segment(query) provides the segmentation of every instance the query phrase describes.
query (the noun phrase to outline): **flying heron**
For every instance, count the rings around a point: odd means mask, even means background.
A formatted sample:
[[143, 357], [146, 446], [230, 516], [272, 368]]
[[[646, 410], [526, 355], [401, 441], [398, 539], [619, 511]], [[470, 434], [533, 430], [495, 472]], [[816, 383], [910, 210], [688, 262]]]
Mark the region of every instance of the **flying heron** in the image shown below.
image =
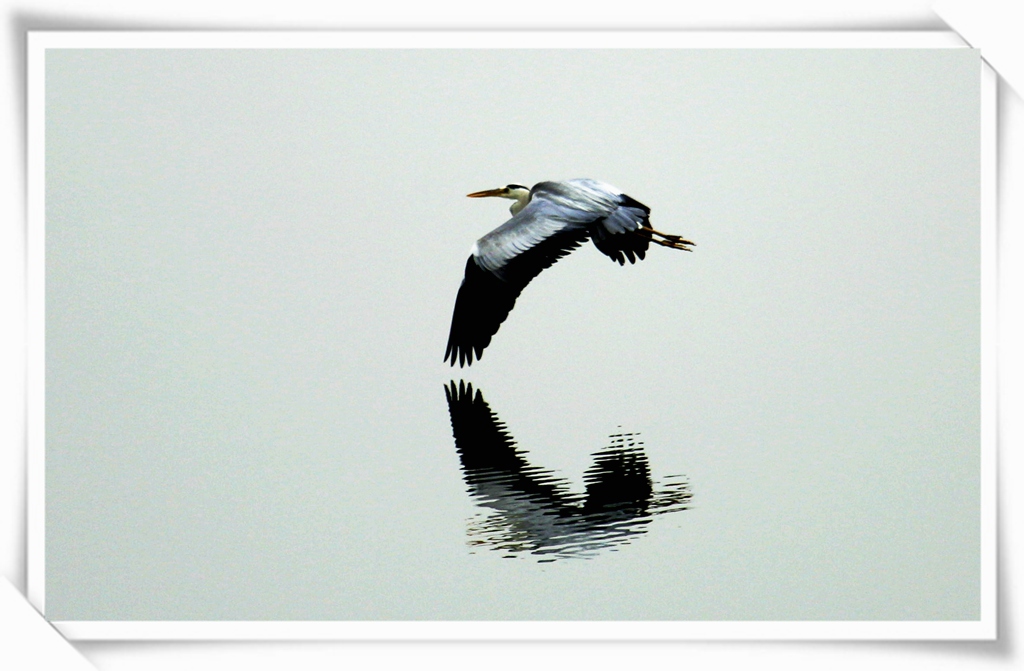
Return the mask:
[[454, 366], [479, 359], [508, 317], [516, 298], [542, 270], [587, 238], [619, 265], [644, 258], [648, 245], [691, 251], [694, 243], [651, 228], [651, 208], [595, 179], [509, 184], [470, 198], [513, 200], [512, 218], [476, 241], [455, 299], [445, 360]]

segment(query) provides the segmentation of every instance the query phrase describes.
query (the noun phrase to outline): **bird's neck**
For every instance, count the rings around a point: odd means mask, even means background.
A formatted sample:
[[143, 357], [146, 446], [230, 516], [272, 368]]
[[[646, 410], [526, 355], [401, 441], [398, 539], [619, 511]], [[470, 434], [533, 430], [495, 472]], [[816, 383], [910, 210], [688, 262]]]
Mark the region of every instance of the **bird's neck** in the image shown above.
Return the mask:
[[512, 207], [508, 208], [509, 212], [511, 212], [513, 216], [519, 214], [519, 211], [526, 207], [527, 203], [530, 202], [530, 192], [526, 189], [517, 189], [510, 194], [510, 197], [515, 198], [516, 201], [512, 203]]

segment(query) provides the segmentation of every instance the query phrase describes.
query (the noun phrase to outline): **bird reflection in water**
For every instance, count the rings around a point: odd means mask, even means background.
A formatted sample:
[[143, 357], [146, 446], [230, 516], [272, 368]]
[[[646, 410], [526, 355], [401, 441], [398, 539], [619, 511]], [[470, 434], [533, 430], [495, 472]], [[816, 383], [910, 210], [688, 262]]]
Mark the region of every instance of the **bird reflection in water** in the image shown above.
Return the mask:
[[472, 384], [452, 381], [445, 394], [469, 493], [494, 511], [471, 521], [471, 547], [542, 562], [593, 557], [645, 533], [654, 515], [689, 507], [684, 477], [670, 476], [655, 489], [637, 434], [610, 436], [583, 475], [586, 491], [578, 494], [553, 472], [530, 465]]

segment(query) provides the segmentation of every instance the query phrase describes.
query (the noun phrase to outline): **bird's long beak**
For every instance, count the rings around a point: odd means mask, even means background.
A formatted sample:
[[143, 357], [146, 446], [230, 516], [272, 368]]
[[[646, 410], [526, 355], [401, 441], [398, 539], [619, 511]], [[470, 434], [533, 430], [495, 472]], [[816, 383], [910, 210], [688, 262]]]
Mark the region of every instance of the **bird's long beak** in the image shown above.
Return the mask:
[[473, 193], [466, 194], [466, 198], [486, 198], [488, 196], [500, 196], [504, 193], [505, 189], [488, 189], [487, 191], [474, 191]]

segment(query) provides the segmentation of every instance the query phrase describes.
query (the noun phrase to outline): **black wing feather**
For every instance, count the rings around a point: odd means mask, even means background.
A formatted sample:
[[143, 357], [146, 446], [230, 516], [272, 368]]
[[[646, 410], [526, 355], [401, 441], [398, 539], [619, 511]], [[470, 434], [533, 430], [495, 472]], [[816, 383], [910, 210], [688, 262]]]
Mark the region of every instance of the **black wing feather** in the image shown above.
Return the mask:
[[632, 221], [639, 221], [643, 227], [648, 227], [650, 215], [651, 208], [626, 194], [620, 195], [618, 210], [610, 217], [591, 225], [590, 233], [594, 246], [612, 261], [618, 261], [620, 266], [625, 265], [626, 259], [629, 259], [630, 263], [636, 263], [637, 258], [643, 261], [651, 244], [650, 233], [644, 233], [642, 228], [626, 233], [614, 233], [608, 228], [608, 219], [626, 217]]
[[454, 366], [457, 360], [462, 367], [471, 365], [474, 355], [479, 360], [526, 285], [589, 236], [586, 228], [563, 229], [509, 260], [501, 268], [502, 277], [481, 268], [470, 256], [455, 299], [445, 361], [450, 359]]

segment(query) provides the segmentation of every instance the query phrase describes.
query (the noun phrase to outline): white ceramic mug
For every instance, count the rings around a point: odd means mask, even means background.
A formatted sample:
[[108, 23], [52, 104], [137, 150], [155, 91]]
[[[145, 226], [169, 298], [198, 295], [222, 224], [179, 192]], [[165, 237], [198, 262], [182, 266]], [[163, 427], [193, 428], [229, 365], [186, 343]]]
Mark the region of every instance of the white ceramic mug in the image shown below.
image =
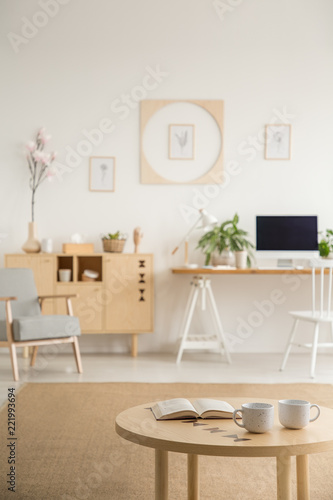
################
## Requirement
Make an exact copy of the data above, pictures excluded.

## Your response
segment(query) provides the segmentation of every instance the query phrase describes.
query (the noun phrase to outline): **flying heron**
For every instance, count the rings around a point: odd means mask, even means background.
A formatted sample:
[[143, 357], [146, 446], [230, 516], [272, 368]]
[[[646, 410], [526, 355], [401, 441], [398, 539], [619, 511]], [[470, 434], [533, 430], [495, 472]], [[816, 383], [910, 210], [688, 262]]]
Mark the region of every instance of the **flying heron** in the image shown below.
image =
Return the mask:
[[454, 366], [479, 359], [508, 317], [516, 298], [542, 270], [587, 238], [619, 265], [644, 258], [648, 245], [691, 251], [694, 243], [651, 228], [651, 208], [595, 179], [509, 184], [470, 198], [513, 200], [512, 218], [476, 241], [455, 299], [445, 360]]

segment(query) provides the segmentation of every instance the query phrase describes.
query (the noun phrase to outline): **bird's neck**
For every instance, count the rings around a point: odd means mask, even means background.
A formatted sample:
[[143, 357], [146, 446], [230, 516], [272, 368]]
[[[646, 410], [526, 355], [401, 441], [398, 539], [619, 511]], [[470, 434], [533, 430], [495, 472]], [[816, 383], [910, 210], [688, 262]]]
Mark the region of every instance of the **bird's neck** in the image shown above.
Return the mask:
[[512, 207], [508, 208], [509, 212], [511, 212], [513, 216], [519, 214], [519, 211], [526, 207], [527, 203], [530, 202], [530, 192], [526, 189], [517, 189], [510, 194], [510, 197], [515, 198], [516, 201], [512, 203]]

segment(query) provides the segmentation of every instance the query phrase describes.
query (the noun phrase to outline): **bird reflection in water**
For every instance, count the rings around a point: odd means mask, even means background.
A formatted sample:
[[143, 357], [146, 446], [230, 516], [272, 368]]
[[[646, 410], [526, 355], [401, 441], [398, 539], [619, 511]], [[470, 434], [533, 430], [495, 472]], [[816, 383], [910, 210], [688, 262]]]
Mark the region of every instance of the **bird reflection in water** in the image shown above.
Return the mask:
[[472, 384], [452, 381], [445, 394], [469, 493], [494, 511], [471, 521], [471, 547], [542, 562], [593, 557], [645, 533], [654, 515], [689, 507], [684, 477], [670, 476], [655, 489], [637, 434], [610, 436], [583, 475], [586, 491], [578, 494], [553, 472], [530, 465]]

segment(query) provides the segmentation of every instance the query phrase describes.
query (the noun phrase to outline): **bird's long beak**
For every instance, count the rings around a point: odd means mask, even means background.
A formatted sample:
[[143, 357], [146, 446], [230, 516], [272, 368]]
[[[646, 410], [526, 355], [401, 441], [398, 539], [619, 511]], [[470, 434], [533, 430], [495, 472]], [[816, 383], [910, 210], [688, 262]]]
Mark the region of every instance of the **bird's long beak** in the image shown above.
Return the mask:
[[473, 193], [466, 194], [466, 198], [486, 198], [488, 196], [500, 196], [504, 193], [505, 189], [488, 189], [487, 191], [474, 191]]

segment(query) provides the segmentation of every instance the query phrase describes.
query (the noun phrase to outline): **black wing feather**
For every instance, count the rings around a point: odd means mask, even means background.
A formatted sample:
[[143, 357], [146, 446], [230, 516], [272, 368]]
[[[646, 410], [526, 355], [401, 441], [398, 539], [619, 511]], [[470, 434], [533, 430], [495, 472]], [[816, 383], [910, 210], [688, 262]]]
Mark the region of every instance of the **black wing feather** in the image shown above.
Return the mask:
[[632, 221], [639, 221], [643, 227], [648, 227], [650, 215], [651, 208], [626, 194], [620, 195], [618, 210], [610, 217], [591, 225], [590, 233], [594, 246], [612, 261], [618, 261], [620, 266], [625, 265], [626, 259], [629, 259], [630, 263], [636, 263], [637, 258], [643, 261], [651, 244], [650, 233], [644, 233], [642, 228], [626, 233], [614, 233], [608, 228], [608, 219], [626, 217]]
[[454, 366], [457, 360], [462, 367], [471, 365], [474, 355], [479, 360], [526, 285], [589, 236], [586, 228], [563, 229], [509, 260], [501, 268], [502, 277], [481, 268], [470, 256], [455, 299], [445, 361], [450, 359]]

segment(query) provides the segmentation of every instance the query phrase describes.
query (the noun phrase to outline): white ceramic mug
For every instance, count the rings around a point: odd means mask, even means background.
A formatted sample:
[[108, 23], [52, 104], [137, 150], [155, 91]]
[[[145, 226], [169, 298], [198, 295], [222, 224], [179, 192]], [[165, 237], [198, 262], [182, 266]], [[163, 427], [193, 428], [229, 365], [186, 343]]]
Mark the region of every instance of the white ceramic mug in the image shown below.
image =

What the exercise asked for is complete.